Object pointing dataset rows

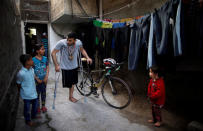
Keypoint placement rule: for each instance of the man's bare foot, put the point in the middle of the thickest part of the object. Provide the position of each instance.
(150, 121)
(157, 124)
(72, 99)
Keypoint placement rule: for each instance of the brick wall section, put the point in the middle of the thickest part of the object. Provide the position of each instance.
(11, 48)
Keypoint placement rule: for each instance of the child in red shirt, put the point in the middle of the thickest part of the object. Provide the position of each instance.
(156, 93)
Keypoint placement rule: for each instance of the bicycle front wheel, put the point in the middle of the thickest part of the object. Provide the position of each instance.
(84, 83)
(116, 93)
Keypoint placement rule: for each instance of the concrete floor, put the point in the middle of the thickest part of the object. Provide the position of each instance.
(93, 114)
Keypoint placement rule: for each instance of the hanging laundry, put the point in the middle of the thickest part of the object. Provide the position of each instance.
(138, 41)
(121, 35)
(106, 25)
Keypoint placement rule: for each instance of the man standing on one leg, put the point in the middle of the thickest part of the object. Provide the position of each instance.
(69, 49)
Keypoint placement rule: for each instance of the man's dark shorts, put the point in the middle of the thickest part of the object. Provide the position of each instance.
(69, 78)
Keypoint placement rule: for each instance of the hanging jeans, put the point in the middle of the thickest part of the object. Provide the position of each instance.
(107, 37)
(177, 43)
(151, 46)
(121, 38)
(138, 40)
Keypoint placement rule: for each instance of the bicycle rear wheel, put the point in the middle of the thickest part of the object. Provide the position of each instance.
(84, 85)
(116, 93)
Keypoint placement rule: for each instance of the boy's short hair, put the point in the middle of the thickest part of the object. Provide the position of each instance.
(24, 58)
(72, 35)
(155, 69)
(37, 47)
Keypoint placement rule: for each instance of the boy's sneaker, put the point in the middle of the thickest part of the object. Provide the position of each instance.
(150, 121)
(38, 110)
(44, 109)
(157, 124)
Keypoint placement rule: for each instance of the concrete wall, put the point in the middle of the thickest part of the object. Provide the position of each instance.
(134, 8)
(60, 8)
(35, 10)
(10, 50)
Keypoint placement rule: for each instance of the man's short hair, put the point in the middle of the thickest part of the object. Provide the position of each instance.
(24, 58)
(155, 69)
(72, 35)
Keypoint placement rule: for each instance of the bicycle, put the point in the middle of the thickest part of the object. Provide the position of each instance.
(115, 92)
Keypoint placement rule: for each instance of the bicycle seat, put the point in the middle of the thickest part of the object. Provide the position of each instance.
(109, 62)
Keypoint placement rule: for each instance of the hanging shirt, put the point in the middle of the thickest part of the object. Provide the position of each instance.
(119, 25)
(40, 67)
(26, 79)
(65, 62)
(107, 25)
(45, 43)
(97, 23)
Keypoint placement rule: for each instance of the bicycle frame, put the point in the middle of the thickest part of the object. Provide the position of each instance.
(101, 78)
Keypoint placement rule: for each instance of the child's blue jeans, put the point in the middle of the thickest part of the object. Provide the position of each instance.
(41, 91)
(27, 104)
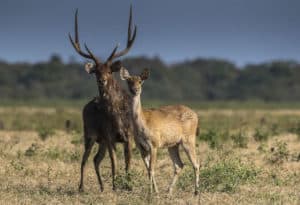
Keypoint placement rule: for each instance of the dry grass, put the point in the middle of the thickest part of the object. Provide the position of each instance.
(49, 173)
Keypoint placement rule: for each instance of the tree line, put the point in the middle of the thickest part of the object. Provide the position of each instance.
(192, 80)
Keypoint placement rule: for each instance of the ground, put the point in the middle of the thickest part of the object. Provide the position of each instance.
(247, 157)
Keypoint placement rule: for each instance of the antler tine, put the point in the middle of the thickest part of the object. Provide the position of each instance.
(76, 44)
(130, 39)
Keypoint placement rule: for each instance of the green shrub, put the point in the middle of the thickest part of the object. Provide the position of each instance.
(214, 138)
(31, 151)
(45, 132)
(240, 139)
(53, 153)
(260, 135)
(274, 129)
(262, 147)
(77, 138)
(221, 176)
(226, 176)
(129, 180)
(279, 153)
(296, 130)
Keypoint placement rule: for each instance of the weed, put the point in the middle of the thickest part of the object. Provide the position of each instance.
(77, 138)
(53, 153)
(263, 147)
(74, 156)
(214, 138)
(240, 139)
(296, 130)
(226, 176)
(45, 132)
(31, 151)
(127, 181)
(278, 153)
(17, 165)
(260, 135)
(274, 129)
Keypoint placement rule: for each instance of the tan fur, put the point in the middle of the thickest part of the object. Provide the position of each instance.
(165, 127)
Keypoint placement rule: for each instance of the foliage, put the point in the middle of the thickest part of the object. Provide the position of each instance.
(45, 132)
(31, 151)
(128, 180)
(279, 153)
(296, 129)
(240, 139)
(226, 175)
(260, 135)
(222, 176)
(204, 79)
(214, 138)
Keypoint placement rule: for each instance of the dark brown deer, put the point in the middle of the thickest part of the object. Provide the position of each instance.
(106, 117)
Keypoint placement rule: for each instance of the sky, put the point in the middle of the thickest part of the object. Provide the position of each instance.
(242, 31)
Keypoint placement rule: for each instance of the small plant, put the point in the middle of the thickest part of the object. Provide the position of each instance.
(263, 147)
(279, 153)
(77, 138)
(260, 135)
(240, 139)
(214, 138)
(74, 156)
(45, 132)
(274, 129)
(296, 130)
(226, 176)
(31, 151)
(17, 165)
(126, 181)
(53, 153)
(222, 176)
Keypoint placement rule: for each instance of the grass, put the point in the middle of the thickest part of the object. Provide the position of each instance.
(40, 161)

» Prompt
Reproduce all of the material above word for word. Omit the pictures.

» Answer to this exercise
Keypoint placement rule: for each instance of the man's bare foot, put the point in the middle of the thickest part of the object. Provide the position of each instance.
(150, 121)
(157, 124)
(72, 99)
Keypoint placement rule: for each instance of the brick wall section, put the point in the middle of the thickest part of the object. Provide the position of each instance.
(11, 48)
Keypoint placement rule: for each instance of the child in red shirt, put the point in the middle of the thickest part of the object. Provide the position of each instance.
(156, 93)
Keypoint placement rule: for each instance of the bicycle front wheel, put the point in the middle of the thickest part of the object. Provide the position of each instance.
(84, 83)
(116, 93)
Keypoint placement rule: for each instance of the concrete floor, put the point in the middle of the thickest part of the object. Provide the position of each instance.
(93, 114)
Keypoint placement rule: for each instance of the hanging laundry, put the point in the middle of the thickest part of the object. Provide the position of each instance.
(138, 41)
(121, 35)
(106, 25)
Keypoint placement rule: for each instance of the man standing on one leg, put the point in the middle of the thickest part of the object. Provide the position of each instance.
(69, 49)
Keypoint placement rule: for each instance of the man's dark shorts, put the point in the middle of the thickest part of the object. Provide the position of each instance.
(69, 78)
Keypoint placement rule: for each instance of the hanging jeans, put the point in the middle of the thickest part of the object. Provide the position of each instance.
(107, 37)
(177, 43)
(151, 46)
(121, 38)
(138, 40)
Keypoint placement rule: for each instance of the bicycle rear wheel, put the point in the middle of the thickest part of the object. Provide the position of each instance.
(84, 85)
(116, 93)
Keypoint placement rule: for each instance of the boy's short hair, put the point in the middle of the thickest part of the object. Provide the position of each instance.
(24, 58)
(72, 35)
(155, 69)
(37, 47)
Keypoint placement rule: for each instance of the boy's sneaker, put the point in the middle of the thickest part of the object. Provide the position of each instance.
(150, 121)
(38, 110)
(44, 109)
(157, 124)
Keypoint placement rule: for each instance of the concrete wall, put the point in the middle of the thickest part of the object. Provide the position of each instance.
(134, 8)
(60, 8)
(35, 10)
(10, 50)
Keypoint placement rule: for each instance of the man's short hair, put the point in the middle of the thickest part of the object. Provide the position of each instance.
(24, 58)
(155, 69)
(72, 35)
Keypoint placement rule: for each instance of the bicycle, put the point in the middle of the thickest part of the object. Provide the position of each instance.
(115, 92)
Keypoint placement rule: for each instance of the bicycle seat, put the point in the middle of the thickest part of the object. Provide the position of each instance.
(109, 62)
Keypoint placement rule: for each instance of the hanging shirt, put the point in the middle of the thickest part of the object. Provide the position of each instance.
(119, 25)
(40, 67)
(26, 79)
(65, 62)
(107, 25)
(45, 43)
(97, 23)
Keypoint placement rule: for each instance of the bicycle frame, put the point in the middle of the thickest part of the object. Provide the position of each instance.
(101, 78)
Keypoint placement rule: for each instance of the child's blue jeans, put the point in the middle of the thickest part of the object. Provide the position of each instance.
(41, 91)
(27, 104)
Keypoint placement rule: for each instance of the dry grass, put the point in the middle of the thickest part of the object. Provide the position of each instance.
(49, 173)
Keypoint placement rule: for each instance of the tree line, put the point in the middle of the thickest part of the object. Provide the position of each instance.
(192, 80)
Keypoint placement rule: for each instance of the ground, put the point in the middle of the thickest part of the object. Provide the position of each instance.
(247, 157)
Keypoint placement rule: for each instance of the antler tine, put the point in the middle of the thickest part of the object. Provide the position of each instance.
(76, 44)
(130, 39)
Keypoint placement rule: for each instance of the green shrub, put the point in the middle of the thickest part of the object. Provide the position of each instance.
(214, 138)
(31, 151)
(45, 132)
(240, 139)
(53, 153)
(260, 135)
(274, 129)
(262, 147)
(77, 138)
(221, 176)
(226, 176)
(129, 180)
(279, 153)
(296, 130)
Keypoint placement rule: for each instance of the weed, put the point in the middle of the thickest part of the object. Provide the position of each instance.
(77, 138)
(53, 153)
(263, 147)
(74, 156)
(214, 138)
(240, 139)
(296, 130)
(226, 176)
(45, 132)
(31, 151)
(127, 181)
(278, 153)
(17, 165)
(260, 135)
(274, 129)
Keypoint placement rule: for each instance of the tan fur, put the point in the middle of the thickest part of the object. Provide the position of each instance.
(165, 127)
Keypoint placement rule: for each instance of the foliage, put the point in the middle of the thickest part of the object. Provide the position of each instance.
(45, 132)
(31, 151)
(128, 180)
(279, 153)
(296, 129)
(240, 139)
(226, 175)
(260, 135)
(222, 176)
(204, 79)
(214, 138)
Keypoint placement rule: for each instance of the dark brown deer, put the point in the middle of the thickest part of the object. Provide the position of each instance.
(106, 117)
Keypoint placement rule: for each instance of the sky, put the point in the middle of the thickest part of the object. Provide the position of each instance.
(242, 31)
Keypoint placement rule: for each instance of the small plant, put the point in the middle of the thickest part of the object. Provide the position of each instance.
(263, 147)
(279, 153)
(77, 138)
(260, 135)
(240, 139)
(214, 138)
(74, 156)
(45, 132)
(274, 129)
(296, 130)
(226, 176)
(31, 151)
(17, 165)
(126, 181)
(53, 153)
(222, 176)
Keypoint placement rule: for each instance of the grass, put the point in the middle of the thickest part of the object. Provide the position of each instance.
(40, 161)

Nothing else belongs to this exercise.